• _PASSAGE SHOWN_:
## START

1. The proposal is blindingly perfect, and everybody agrees.
2. The proposal is mind-numbingly stupid, and not worth replying to.
3. Everybody is too busy to read and respond 300 line e-mails.
4. Nobody cares.

(1) seems unlikely, (2) only slight more likely (Ok, IMHO), and 
(4) is scary. I hope it's (3)....
]

On Jan 26, tom@lpsg.demon.co.uk (Tom Lees) wrote:
> On Thu, 23 Jan 1997, Vociferous Mole wrote:
> > I.  The Goals
> [snip]
> > 6. Users don't have to use the tool -- editing the "normal" config
> > file should have priority.
> Difficult - we would need to re-merge this info back into the CDB later.

Yep, but there are always going to be situations that a "standard"
configuration won't solve, and people who would just rather 
do it by hand. My initial idea is that dconfig would (by default)
refuse to change files that had been edited by hand, and that
'HOSTNAME=`cfgtool -r BASE_HOSTNAME`' is pretty easy to
change to 'HOSTNAME=blah'. Converting back is either
a matter of re-editing (or more likely, reinstalling), and/or the
use of '--force' on dconfig.

> 
> > II.  The Files
> [snip]
> > 3. pkg.postcfg -- A preferably non-interactive script, run after package
> > installation completes, but before the postinst.
> 
> I think we should be more specific than preferably non-interactive. Maybe
> add another which is interactive. That way, we can ensure truly
> non-interactive configuration. So pkg.postcfg _MUST_ be non-interactive,
> but if you want to do interactive things here, call it
> pkg.postcfg.interactive instead.

I originally specified non-interactive, but added the 'preferably'
to make it easy for packages with complicated postinstalls (eg
smail) to 'blend in'. I'll try to rephrase to make clear that any
new pkg.postcfg are to be non-interactive.


> 
> > 
> > Why three files? I want the pkg.dbcfg file to deal with the most common
> > case: the user sets the values of a bunch of variables that are later
> > accessed from a shell script. I want pkg.cfg to deal with the more
> 
> Can we do this for perl/emacs/etc., as well (example: innshellvars.*).

## END

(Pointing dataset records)
## START

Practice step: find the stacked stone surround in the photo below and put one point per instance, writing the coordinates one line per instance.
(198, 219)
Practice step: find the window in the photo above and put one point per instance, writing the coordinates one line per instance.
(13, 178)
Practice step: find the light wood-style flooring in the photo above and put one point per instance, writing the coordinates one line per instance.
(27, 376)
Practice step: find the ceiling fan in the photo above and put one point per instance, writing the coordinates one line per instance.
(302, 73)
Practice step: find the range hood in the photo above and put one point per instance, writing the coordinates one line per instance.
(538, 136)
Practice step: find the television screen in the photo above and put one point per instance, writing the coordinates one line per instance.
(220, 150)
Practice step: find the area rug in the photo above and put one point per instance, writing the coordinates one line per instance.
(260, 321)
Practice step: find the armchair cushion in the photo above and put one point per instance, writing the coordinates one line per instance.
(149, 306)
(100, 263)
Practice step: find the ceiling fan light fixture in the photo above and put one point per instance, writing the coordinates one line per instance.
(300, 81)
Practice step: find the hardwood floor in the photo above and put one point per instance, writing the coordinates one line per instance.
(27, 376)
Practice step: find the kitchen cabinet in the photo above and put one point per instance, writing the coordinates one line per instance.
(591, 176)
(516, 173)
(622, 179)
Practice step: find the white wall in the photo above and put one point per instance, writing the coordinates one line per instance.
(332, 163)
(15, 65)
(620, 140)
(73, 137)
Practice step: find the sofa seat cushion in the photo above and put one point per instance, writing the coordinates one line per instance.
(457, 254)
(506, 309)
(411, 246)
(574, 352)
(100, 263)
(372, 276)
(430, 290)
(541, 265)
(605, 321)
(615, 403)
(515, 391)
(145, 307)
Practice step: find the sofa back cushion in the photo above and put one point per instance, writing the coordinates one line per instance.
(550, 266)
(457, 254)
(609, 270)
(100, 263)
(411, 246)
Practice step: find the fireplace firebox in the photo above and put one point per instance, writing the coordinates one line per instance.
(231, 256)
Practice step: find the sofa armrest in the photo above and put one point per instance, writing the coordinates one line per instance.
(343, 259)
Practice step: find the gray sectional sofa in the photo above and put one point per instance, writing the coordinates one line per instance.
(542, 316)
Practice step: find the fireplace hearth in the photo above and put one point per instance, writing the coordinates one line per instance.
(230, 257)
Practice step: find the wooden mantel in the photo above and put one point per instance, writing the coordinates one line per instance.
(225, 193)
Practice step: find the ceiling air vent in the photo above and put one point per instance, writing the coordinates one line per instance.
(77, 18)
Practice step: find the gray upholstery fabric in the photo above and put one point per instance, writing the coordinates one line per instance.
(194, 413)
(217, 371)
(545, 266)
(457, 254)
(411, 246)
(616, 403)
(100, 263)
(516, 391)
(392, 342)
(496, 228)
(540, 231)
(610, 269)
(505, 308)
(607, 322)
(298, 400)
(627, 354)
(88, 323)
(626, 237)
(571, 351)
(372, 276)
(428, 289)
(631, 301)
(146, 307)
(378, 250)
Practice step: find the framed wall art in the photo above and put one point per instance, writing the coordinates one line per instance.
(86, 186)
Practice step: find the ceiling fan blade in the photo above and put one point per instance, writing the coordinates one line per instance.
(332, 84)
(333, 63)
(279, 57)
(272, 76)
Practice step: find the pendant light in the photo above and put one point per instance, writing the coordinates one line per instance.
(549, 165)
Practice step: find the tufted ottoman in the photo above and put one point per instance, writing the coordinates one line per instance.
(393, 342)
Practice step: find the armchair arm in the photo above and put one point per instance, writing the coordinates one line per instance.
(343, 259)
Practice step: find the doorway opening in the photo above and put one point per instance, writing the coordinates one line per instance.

## END

• _REQUEST_:
Print the email discussion above, everything from "configuration won't solve, and" down to "before the postinst.", with each word and mark unchanged.

• _EXPECTED OUTPUT_:
configuration won't solve, and people who would just rather 
do it by hand. My initial idea is that dconfig would (by default)
refuse to change files that had been edited by hand, and that
'HOSTNAME=`cfgtool -r BASE_HOSTNAME`' is pretty easy to
change to 'HOSTNAME=blah'. Converting back is either
a matter of re-editing (or more likely, reinstalling), and/or the
use of '--force' on dconfig.

> 
> > II.  The Files
> [snip]
> > 3. pkg.postcfg -- A preferably non-interactive script, run after package
> > installation completes, but before the postinst.